Article -
For a full description of the required protocol to communicate with a WS2811, please refer to either Alans page or the datasheet. In summary, the microcontroller should send a serial signal containing 3 bytes for every LED in the chain, in GRB-order. The bits of this signal are encoded in a special way. See the figure below.

illustration of a WS2811 waveform

This image shows a sequence of a "0" followed by a "1". Every bit starts with a rising flank. For zeros, the signal drops back to low "quickly" while for ones the signal stays high and drops nearer the end of the bit. I've chosen the following timing, in line with Alans observations and recommendations:

  • Zero: 250ns up, 1000ns down
  • One: 1000ns up, 250ns down

Giving a total duration of 1250ns for every bit, or 10μs per byte. These timings do not fall in the ranges permitted by the data sheet, but Alan describes clearly why that should not be a problem. 1250ns means 10 clock ticks per bit. That is not a lot. A typical, naive implementation would need to do the following things at every bit:

  1. determine whether the next bit is a 1 or a 0
  2. decrease a bit counter and determine if the end of a byte has been reached, if at the end:
    1. determine if we're at the end of the total sequence
    2. load a new byte in the data register
    3. decrement the byte counter
    4. reset the bit counter
  3. jump back to the first step

Oh yes, and that is of course in addition to actually switching the output levels.

All of that does not fit into a single 10-clock time frame. Luckily, it doesn't have to. My first version of this driver partially unrolled the bit loop into a 2-bit loop. This allowed all those actions described above to fit within the loop, but it also required 4 versions of the loop (one for every 2-bit combination). The code would jump from one version of the loop to the other as appropriate.

When writing code for the 9.6 Mhz version and the version for sparse LED strings (strings where most LEDs were off), I figured out a way where I could basically have one small loop for each bit but where the code for the last two bits would be unrolled, giving enough time to fetch the next byte and reset the bit counter. This resulted in the much smaller driver code that I have now.

Defining the puzzle

Inventing a notation

Juggling with many states, jumping from one piece of code to the other without introducing phase errors turns out to be interesting. I spent a couple of lonely lunch breaks and several pages in my little (paper!) notebook before I even figured out how to describe the problem. When a notation became clear, however, the going was easy enough and this exercise turned into one of the nicer kinds of pastimes.

Supplied material -
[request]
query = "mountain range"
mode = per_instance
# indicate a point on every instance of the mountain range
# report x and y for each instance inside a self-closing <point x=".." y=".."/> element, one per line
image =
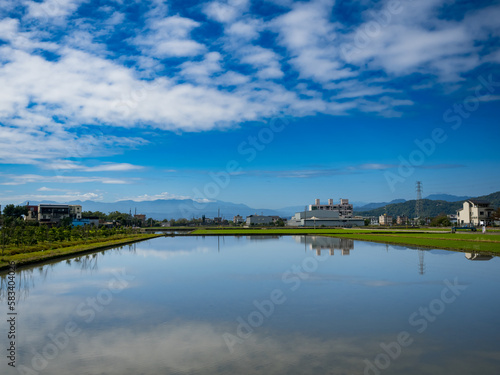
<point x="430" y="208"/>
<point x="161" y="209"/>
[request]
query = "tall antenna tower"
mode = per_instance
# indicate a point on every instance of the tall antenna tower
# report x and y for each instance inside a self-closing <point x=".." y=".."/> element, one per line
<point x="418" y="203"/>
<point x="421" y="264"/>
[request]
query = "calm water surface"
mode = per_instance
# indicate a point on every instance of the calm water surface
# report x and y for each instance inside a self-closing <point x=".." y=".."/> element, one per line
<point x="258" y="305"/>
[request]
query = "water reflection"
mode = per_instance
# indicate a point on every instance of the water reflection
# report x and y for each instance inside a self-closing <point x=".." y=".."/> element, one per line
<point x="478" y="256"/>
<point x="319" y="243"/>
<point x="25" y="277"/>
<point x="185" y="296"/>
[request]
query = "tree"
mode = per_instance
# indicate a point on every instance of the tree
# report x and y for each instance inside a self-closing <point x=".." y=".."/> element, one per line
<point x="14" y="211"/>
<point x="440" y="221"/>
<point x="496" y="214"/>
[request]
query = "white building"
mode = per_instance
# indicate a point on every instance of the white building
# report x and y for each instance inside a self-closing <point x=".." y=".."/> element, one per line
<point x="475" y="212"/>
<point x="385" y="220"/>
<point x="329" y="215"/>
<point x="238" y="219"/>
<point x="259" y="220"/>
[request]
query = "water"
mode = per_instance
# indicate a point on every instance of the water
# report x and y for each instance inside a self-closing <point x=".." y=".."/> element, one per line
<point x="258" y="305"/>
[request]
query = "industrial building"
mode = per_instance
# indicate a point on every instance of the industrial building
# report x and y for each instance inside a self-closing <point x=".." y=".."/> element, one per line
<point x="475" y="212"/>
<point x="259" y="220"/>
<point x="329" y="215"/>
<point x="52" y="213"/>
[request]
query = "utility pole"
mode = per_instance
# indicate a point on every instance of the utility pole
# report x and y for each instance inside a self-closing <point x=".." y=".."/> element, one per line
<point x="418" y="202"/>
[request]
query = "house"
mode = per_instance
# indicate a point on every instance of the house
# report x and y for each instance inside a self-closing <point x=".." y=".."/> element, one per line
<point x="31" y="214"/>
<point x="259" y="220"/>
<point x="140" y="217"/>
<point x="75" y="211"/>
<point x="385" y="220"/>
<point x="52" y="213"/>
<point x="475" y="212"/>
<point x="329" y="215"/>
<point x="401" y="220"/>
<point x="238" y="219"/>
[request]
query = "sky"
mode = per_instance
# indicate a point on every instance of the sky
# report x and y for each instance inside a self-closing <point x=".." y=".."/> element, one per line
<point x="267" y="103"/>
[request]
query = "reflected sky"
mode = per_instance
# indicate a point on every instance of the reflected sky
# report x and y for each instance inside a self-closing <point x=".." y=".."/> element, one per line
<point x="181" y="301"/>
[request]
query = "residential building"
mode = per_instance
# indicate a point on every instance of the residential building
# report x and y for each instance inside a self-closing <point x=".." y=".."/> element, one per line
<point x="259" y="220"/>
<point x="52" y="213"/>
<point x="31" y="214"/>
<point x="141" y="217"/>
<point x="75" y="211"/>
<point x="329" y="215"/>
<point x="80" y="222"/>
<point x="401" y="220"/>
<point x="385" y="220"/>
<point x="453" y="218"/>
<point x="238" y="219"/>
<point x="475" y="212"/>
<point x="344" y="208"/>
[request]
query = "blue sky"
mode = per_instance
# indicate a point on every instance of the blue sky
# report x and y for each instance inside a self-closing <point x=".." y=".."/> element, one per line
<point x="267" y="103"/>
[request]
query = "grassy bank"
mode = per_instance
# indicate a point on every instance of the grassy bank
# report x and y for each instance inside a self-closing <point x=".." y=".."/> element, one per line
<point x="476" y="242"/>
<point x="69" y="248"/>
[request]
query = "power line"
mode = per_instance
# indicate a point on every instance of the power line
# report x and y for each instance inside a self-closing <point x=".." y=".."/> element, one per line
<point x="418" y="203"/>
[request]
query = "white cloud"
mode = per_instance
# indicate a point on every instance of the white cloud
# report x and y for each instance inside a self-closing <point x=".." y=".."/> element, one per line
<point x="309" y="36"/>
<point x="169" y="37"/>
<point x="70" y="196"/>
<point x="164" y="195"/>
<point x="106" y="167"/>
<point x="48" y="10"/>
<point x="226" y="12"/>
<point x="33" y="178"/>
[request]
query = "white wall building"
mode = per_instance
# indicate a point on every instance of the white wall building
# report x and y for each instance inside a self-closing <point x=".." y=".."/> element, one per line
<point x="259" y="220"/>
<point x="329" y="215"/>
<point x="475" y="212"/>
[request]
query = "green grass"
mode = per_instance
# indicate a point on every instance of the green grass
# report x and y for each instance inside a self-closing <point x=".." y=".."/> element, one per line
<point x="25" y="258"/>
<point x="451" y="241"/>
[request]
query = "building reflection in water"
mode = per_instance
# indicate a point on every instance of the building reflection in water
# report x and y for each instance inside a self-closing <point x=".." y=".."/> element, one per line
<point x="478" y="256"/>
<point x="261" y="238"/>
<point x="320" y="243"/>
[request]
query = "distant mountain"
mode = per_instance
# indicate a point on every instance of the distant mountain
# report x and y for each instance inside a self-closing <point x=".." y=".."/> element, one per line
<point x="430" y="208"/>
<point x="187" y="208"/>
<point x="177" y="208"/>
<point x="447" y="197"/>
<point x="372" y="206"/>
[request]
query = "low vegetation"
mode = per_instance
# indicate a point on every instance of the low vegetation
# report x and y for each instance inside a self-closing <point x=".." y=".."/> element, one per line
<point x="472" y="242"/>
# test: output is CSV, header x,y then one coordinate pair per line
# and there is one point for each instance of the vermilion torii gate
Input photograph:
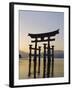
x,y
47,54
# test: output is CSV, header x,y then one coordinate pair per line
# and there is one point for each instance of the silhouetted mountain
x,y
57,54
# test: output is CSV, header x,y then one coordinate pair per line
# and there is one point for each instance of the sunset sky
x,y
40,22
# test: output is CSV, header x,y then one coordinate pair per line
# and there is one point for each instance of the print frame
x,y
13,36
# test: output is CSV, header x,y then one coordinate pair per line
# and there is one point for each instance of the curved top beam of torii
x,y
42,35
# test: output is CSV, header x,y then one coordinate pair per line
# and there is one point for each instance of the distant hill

Challenge - Carry on the WS2811 driver write-up from its last sentence, in the same first-person voice.

Exercise result -
Ws2811 driver code.png

The image above shows the full code for the driver in a spreadsheet with pseudo assembly code in the yellow blocks. To the left of each yellow block is a graphic representing the wave form being generated. Tilt your head to the right to see the more conventional waveform graphic. The blue blocks show where the signal could be high or low, depending on the current bit value being sent. Each horizontal row in the yellow blocks represents a clock tick, not necessarily an instruction word. To the left of each waveform graphic there are numbers from 00 to 19 that represent the "phase" at the corresponding clock tick. Phases 00-09 are those of the first 7 bits, phases 10-19 are those of the last bit.

What makes this notation so convenient is the fact that I can now easily determine the waveform phase at each point in the code and can also check whether a jump lands in the correct phase. Each jump at phase n (0 <= n < 09) should land at a label which is placed at phase n + 2 (modulo 10), because jumps take 2 clock cycles. Put differently: each jump should be to a label that is two lines down from the jump location (or 8 or 18 lines up).

The drawn waveforms make it easy to verify that when I jump from the middle of a wave, the code lands in a place where that same wave form is continued. It also shows clearly where the 'up' and 'down' statements that do the actual signal levels need to go.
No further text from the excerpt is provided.